**EXERCISE DETAILS**
Please tally the lines in the entries below that contain the string "railing", treating case as significant, and give only the number.

**Pointing dataset excerpts**
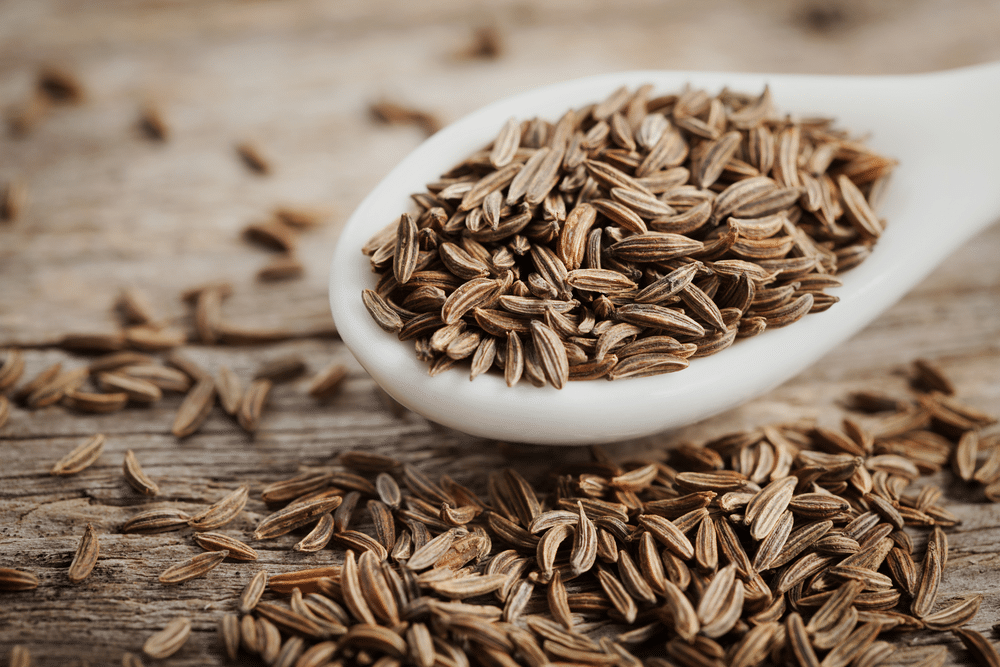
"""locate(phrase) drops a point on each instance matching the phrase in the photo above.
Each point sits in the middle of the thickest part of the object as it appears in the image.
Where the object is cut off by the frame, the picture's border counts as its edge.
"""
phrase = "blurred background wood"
(109, 209)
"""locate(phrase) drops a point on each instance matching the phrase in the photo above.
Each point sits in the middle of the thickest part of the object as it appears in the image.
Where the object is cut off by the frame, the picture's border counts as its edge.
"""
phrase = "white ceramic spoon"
(942, 127)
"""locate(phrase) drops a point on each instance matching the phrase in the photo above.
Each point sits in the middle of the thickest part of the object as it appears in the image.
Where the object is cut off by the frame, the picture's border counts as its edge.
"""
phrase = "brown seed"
(94, 402)
(135, 389)
(136, 477)
(253, 158)
(229, 632)
(54, 390)
(217, 542)
(285, 266)
(196, 566)
(381, 312)
(292, 517)
(86, 556)
(252, 592)
(319, 536)
(169, 640)
(194, 410)
(955, 615)
(930, 576)
(229, 390)
(305, 580)
(85, 454)
(11, 370)
(13, 200)
(282, 369)
(156, 521)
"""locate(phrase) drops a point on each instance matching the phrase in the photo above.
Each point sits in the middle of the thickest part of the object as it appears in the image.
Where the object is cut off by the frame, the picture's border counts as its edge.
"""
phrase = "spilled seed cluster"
(788, 544)
(627, 238)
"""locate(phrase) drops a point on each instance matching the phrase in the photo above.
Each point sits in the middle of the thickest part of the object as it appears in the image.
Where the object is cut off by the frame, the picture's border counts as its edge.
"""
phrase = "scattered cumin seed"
(86, 556)
(81, 457)
(251, 155)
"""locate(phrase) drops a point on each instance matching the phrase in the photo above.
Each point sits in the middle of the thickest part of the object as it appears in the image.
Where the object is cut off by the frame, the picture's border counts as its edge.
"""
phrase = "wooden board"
(111, 209)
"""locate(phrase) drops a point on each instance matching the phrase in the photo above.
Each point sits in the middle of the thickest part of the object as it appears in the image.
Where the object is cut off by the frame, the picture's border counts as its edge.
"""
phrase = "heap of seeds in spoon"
(627, 238)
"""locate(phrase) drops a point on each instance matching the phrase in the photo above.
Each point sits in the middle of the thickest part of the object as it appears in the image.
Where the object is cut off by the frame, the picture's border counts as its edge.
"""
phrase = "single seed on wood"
(13, 200)
(136, 476)
(86, 556)
(194, 567)
(194, 410)
(253, 158)
(217, 542)
(252, 593)
(282, 369)
(283, 267)
(169, 640)
(81, 457)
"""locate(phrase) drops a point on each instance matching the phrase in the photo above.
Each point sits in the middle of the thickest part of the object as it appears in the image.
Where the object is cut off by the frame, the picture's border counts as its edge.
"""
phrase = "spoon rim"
(594, 411)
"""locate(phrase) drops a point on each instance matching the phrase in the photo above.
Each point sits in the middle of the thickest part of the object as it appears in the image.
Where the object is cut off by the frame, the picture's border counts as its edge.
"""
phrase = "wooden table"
(111, 209)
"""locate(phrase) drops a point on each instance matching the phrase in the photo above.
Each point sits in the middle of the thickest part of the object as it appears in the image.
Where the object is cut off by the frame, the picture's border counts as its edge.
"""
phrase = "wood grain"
(109, 209)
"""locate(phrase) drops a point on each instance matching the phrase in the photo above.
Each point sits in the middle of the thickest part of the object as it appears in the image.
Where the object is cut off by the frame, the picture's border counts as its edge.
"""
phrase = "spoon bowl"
(940, 127)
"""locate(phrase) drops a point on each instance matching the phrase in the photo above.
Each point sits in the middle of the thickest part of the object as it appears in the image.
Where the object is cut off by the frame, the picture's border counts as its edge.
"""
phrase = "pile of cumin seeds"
(627, 238)
(791, 544)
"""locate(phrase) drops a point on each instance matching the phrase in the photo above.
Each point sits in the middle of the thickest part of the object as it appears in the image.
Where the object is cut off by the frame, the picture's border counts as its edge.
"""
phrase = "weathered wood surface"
(110, 209)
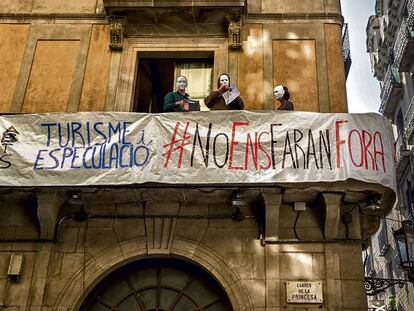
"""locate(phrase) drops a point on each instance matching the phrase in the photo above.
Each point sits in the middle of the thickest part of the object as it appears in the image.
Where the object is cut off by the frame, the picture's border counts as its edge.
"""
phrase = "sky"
(362, 88)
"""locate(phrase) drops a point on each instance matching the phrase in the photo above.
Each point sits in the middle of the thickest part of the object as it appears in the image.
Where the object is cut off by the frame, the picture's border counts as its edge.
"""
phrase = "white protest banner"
(232, 147)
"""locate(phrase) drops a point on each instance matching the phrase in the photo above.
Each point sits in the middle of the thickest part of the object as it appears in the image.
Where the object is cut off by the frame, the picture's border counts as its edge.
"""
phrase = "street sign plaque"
(304, 292)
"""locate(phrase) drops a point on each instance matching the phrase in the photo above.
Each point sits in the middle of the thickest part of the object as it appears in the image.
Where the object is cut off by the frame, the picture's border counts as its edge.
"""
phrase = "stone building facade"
(159, 247)
(390, 34)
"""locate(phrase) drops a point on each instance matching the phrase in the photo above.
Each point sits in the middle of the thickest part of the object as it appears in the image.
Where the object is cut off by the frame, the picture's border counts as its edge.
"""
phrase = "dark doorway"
(156, 74)
(158, 284)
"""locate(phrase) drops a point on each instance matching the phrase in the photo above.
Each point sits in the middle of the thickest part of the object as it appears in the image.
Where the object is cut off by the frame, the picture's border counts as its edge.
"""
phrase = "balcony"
(404, 46)
(115, 6)
(391, 91)
(402, 154)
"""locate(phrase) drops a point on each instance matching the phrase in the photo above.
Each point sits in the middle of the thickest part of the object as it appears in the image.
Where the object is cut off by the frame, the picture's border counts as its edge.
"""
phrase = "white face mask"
(181, 83)
(278, 92)
(224, 80)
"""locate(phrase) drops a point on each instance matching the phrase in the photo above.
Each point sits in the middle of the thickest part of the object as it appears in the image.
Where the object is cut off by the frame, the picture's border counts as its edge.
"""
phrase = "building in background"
(390, 43)
(69, 243)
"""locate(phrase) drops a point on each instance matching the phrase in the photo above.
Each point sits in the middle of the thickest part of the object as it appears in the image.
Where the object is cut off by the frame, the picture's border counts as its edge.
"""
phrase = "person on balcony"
(226, 97)
(178, 100)
(281, 94)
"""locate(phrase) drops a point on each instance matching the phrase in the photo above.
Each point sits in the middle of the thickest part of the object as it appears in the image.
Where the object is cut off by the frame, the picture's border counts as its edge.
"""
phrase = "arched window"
(158, 284)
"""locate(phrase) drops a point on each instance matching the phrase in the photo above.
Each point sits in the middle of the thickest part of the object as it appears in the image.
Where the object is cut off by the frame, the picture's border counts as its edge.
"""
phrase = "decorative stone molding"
(235, 29)
(117, 26)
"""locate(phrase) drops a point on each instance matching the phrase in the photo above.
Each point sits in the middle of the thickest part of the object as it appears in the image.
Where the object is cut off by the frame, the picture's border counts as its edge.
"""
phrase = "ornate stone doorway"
(158, 285)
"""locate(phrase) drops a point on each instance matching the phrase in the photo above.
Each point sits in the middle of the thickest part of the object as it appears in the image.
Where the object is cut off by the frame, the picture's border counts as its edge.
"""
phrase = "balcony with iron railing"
(391, 91)
(402, 153)
(409, 122)
(404, 46)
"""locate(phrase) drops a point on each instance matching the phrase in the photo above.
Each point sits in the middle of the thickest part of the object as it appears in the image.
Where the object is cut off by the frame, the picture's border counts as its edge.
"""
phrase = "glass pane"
(174, 278)
(201, 293)
(184, 304)
(115, 293)
(167, 298)
(143, 278)
(148, 298)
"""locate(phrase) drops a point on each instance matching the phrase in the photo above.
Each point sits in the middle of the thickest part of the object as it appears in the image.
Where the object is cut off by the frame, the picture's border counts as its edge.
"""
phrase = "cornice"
(29, 17)
(302, 17)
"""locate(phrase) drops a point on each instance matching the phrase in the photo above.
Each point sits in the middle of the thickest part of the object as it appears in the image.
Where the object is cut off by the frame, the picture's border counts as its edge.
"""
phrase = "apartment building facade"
(250, 224)
(390, 43)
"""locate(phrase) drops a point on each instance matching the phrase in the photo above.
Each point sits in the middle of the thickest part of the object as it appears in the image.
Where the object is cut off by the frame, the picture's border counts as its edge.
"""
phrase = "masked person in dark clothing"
(177, 101)
(225, 98)
(281, 94)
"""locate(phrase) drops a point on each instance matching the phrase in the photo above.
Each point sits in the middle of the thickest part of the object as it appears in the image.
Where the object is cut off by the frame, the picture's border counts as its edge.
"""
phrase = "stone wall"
(61, 59)
(56, 275)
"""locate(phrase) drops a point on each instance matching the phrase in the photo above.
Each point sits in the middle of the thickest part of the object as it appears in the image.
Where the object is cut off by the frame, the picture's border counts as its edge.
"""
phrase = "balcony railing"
(391, 91)
(401, 149)
(409, 123)
(346, 50)
(383, 240)
(410, 9)
(404, 46)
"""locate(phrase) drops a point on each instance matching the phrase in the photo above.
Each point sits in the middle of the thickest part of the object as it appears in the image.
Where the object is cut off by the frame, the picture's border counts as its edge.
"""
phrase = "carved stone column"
(48, 207)
(272, 203)
(117, 24)
(235, 28)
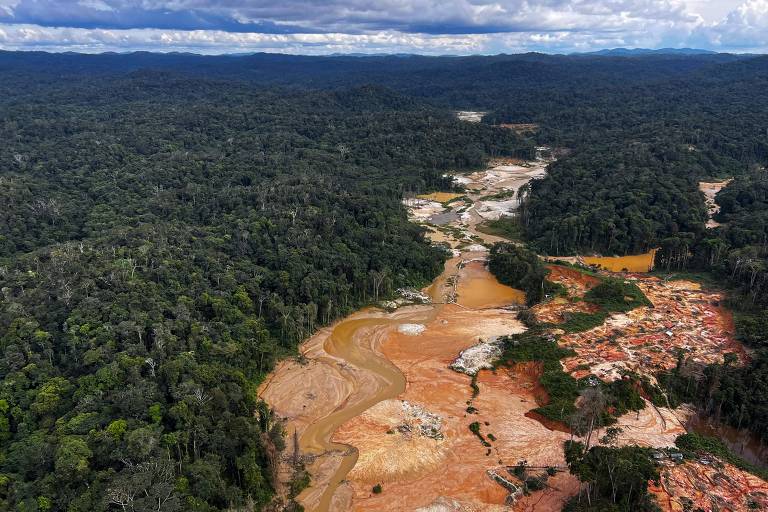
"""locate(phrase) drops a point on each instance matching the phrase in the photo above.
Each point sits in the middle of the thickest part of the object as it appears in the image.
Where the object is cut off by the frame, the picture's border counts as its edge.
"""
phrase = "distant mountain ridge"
(626, 52)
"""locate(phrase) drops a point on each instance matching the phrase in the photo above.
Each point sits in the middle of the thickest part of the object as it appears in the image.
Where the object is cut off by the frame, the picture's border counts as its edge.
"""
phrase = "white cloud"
(468, 27)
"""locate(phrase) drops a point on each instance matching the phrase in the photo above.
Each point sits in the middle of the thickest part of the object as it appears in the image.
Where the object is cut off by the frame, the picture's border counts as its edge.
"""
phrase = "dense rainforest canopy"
(173, 224)
(162, 242)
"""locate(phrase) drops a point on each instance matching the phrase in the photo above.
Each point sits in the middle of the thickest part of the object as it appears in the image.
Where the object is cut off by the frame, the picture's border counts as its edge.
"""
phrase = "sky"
(430, 27)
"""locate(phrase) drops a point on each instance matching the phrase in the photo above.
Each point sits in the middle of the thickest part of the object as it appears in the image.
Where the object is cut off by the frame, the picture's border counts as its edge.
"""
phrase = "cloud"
(417, 26)
(348, 16)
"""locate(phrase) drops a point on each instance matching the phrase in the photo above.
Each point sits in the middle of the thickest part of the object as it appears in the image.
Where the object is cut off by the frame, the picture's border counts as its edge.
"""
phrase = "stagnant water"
(350, 341)
(636, 263)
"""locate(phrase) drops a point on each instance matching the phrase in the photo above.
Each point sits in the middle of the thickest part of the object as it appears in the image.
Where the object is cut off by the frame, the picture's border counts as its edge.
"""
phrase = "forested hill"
(163, 241)
(173, 224)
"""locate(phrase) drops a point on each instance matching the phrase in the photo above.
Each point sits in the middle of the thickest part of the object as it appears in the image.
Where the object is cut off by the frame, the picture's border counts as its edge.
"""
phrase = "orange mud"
(577, 283)
(477, 289)
(646, 340)
(440, 197)
(636, 263)
(375, 405)
(709, 484)
(520, 127)
(416, 472)
(556, 311)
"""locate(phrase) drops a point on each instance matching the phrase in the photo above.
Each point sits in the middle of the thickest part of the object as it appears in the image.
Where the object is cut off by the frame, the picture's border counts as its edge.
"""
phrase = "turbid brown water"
(636, 263)
(344, 343)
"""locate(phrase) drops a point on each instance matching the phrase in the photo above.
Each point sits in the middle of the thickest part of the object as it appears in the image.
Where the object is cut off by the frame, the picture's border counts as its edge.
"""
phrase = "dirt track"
(375, 401)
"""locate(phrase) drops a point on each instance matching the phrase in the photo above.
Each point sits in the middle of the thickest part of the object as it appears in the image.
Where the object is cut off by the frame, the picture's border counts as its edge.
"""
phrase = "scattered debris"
(478, 357)
(470, 116)
(411, 329)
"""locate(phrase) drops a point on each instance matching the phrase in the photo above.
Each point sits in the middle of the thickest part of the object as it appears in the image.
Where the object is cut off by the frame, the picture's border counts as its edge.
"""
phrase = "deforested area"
(262, 282)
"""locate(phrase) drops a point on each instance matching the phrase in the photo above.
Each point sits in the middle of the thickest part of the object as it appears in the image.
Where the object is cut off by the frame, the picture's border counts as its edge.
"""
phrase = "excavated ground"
(376, 400)
(710, 484)
(683, 318)
(710, 190)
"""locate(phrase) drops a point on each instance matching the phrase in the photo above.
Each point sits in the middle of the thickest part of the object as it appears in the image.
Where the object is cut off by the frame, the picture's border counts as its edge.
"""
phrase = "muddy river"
(374, 401)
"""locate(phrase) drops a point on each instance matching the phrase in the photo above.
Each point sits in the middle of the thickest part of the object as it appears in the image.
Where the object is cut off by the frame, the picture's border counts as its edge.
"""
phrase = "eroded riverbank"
(375, 401)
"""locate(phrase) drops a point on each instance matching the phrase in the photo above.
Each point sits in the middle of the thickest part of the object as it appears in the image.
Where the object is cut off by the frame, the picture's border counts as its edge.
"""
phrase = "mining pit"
(407, 398)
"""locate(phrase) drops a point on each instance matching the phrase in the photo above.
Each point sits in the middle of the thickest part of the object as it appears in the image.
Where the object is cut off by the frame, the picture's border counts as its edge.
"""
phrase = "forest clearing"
(710, 190)
(400, 416)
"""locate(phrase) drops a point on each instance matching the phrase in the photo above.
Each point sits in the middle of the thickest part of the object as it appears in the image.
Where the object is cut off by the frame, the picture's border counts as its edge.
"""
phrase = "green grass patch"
(578, 321)
(561, 387)
(505, 227)
(617, 295)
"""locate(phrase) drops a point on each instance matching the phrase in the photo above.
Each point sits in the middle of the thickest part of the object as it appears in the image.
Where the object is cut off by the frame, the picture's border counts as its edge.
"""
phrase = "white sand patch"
(411, 329)
(470, 116)
(493, 210)
(478, 357)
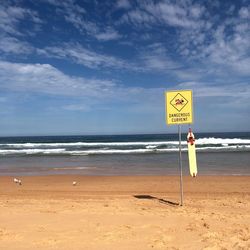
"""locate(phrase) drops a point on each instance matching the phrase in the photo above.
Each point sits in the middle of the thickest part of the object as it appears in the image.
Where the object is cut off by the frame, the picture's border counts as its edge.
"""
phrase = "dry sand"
(137, 212)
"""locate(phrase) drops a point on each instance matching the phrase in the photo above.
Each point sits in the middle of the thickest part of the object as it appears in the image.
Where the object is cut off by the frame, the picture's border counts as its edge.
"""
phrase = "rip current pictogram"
(179, 102)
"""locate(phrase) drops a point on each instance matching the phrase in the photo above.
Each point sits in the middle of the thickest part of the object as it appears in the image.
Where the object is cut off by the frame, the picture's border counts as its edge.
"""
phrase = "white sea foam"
(32, 151)
(149, 144)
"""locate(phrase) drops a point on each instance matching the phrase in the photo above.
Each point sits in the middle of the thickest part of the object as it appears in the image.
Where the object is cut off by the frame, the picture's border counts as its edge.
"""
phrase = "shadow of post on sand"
(149, 197)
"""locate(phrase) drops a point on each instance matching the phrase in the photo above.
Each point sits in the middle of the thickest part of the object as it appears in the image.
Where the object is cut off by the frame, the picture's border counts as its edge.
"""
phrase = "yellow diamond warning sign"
(179, 107)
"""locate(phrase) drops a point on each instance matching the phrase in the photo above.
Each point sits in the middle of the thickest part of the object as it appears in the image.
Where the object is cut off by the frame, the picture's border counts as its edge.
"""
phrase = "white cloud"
(77, 107)
(165, 13)
(13, 45)
(11, 16)
(78, 17)
(83, 56)
(155, 58)
(108, 35)
(123, 4)
(44, 78)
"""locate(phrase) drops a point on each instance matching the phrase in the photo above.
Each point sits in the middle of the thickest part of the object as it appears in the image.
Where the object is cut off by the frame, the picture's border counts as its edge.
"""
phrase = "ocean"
(154, 154)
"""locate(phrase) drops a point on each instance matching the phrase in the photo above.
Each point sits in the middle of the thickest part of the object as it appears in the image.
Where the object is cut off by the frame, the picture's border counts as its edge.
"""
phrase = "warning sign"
(179, 107)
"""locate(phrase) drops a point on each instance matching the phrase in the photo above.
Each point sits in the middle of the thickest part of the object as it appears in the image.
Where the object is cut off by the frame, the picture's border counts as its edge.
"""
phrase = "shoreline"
(124, 212)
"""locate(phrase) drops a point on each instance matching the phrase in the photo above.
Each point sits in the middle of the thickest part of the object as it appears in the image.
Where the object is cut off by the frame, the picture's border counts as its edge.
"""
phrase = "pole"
(180, 165)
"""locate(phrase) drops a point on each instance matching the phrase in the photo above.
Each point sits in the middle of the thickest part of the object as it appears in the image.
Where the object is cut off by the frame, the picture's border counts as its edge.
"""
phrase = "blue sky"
(101, 67)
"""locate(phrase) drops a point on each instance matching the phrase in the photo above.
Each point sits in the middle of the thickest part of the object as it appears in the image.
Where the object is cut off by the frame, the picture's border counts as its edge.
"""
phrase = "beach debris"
(15, 180)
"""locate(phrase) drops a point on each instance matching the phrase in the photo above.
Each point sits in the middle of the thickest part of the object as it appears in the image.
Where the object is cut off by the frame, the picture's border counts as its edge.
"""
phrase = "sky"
(102, 67)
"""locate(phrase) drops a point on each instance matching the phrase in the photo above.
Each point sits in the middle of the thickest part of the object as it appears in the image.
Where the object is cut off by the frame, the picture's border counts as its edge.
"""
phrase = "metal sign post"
(180, 166)
(179, 110)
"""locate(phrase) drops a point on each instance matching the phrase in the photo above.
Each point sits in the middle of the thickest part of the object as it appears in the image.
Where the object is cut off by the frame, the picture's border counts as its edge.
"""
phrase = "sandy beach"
(124, 212)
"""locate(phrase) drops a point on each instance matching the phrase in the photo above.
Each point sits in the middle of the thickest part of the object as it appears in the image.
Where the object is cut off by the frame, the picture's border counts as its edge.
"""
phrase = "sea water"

**FINISHED EXERCISE**
2